The only reason I bring this up is because in a roundabout way, Mötley Crüe has turned me into a far more empowered and empathetic person than the one I started out as.

I know, right? Hang onto your butts, it’s going to be that kind of post.

It has been brought to my attention off and on that it is a conflict of interests that I like certain bands. This started in my 20s when I really got into Led Zeppelin, but it really gets mentioned when people walk into my work space and see me sewing something while rocking out to a lot of hard rock or metal, but mostly Crüe. I will proclaim it  until the end of time that their music is perfect to sew to, but I’m not sure they’d be thrilled to hear it (Whether or not at least one occasion has involved a giant fan and me playing air guitar on a T-square while on top of a cutting table…I plead the fifth).

On one occasion not involving a fan and air guitar, someone came in, stopped, and proclaimed: “Oh my God…I didn’t know you were THAT kind of girl…”

__Requests__.
1 – Answer these questions from the post:
(a) Which band does the writer credit with making them a more empowered and empathetic person?
(b) When did the writer's liking for certain bands first start being called a conflict of interests?
(c) What does the writer say Mötley Crüe's music is perfect for?
2 – Do these statements agree with the post? Answer yes or no for each, and quote the words that decide it.
(a) The writer says the comments about liking certain bands began in their 30s.
(b) The writer claims Mötley Crüe's music is perfect to sew to.
(c) The writer is sure the band would be thrilled to hear how their music gets used.

__Data listing__.
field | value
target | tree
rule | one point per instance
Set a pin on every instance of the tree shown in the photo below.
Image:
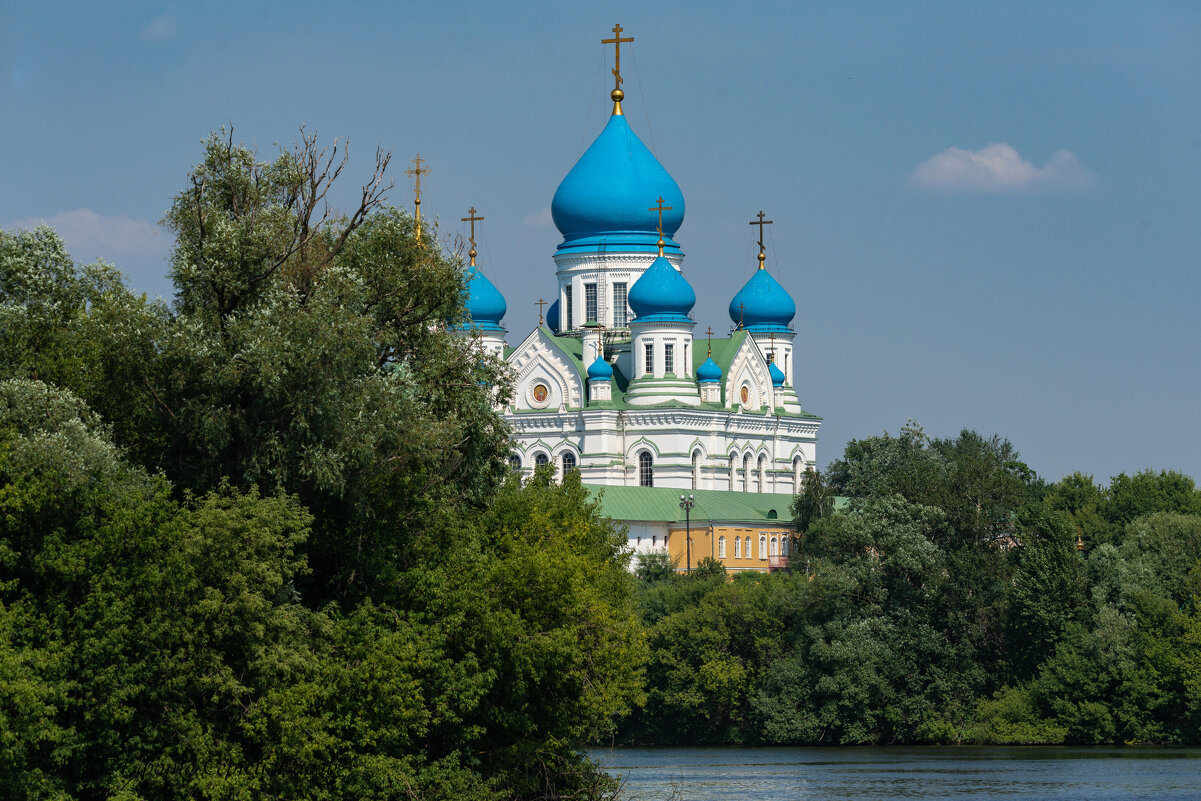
(267, 547)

__Outputs by task__.
1 –
(a) Mötley Crüe
(b) In the writer's 20s, when they really got into Led Zeppelin
(c) Sewing

2 –
(a) No: "This started in my 20s when I really got into Led Zeppelin"
(b) Yes: "their music is perfect to sew to"
(c) No: "I’m not sure they’d be thrilled to hear it"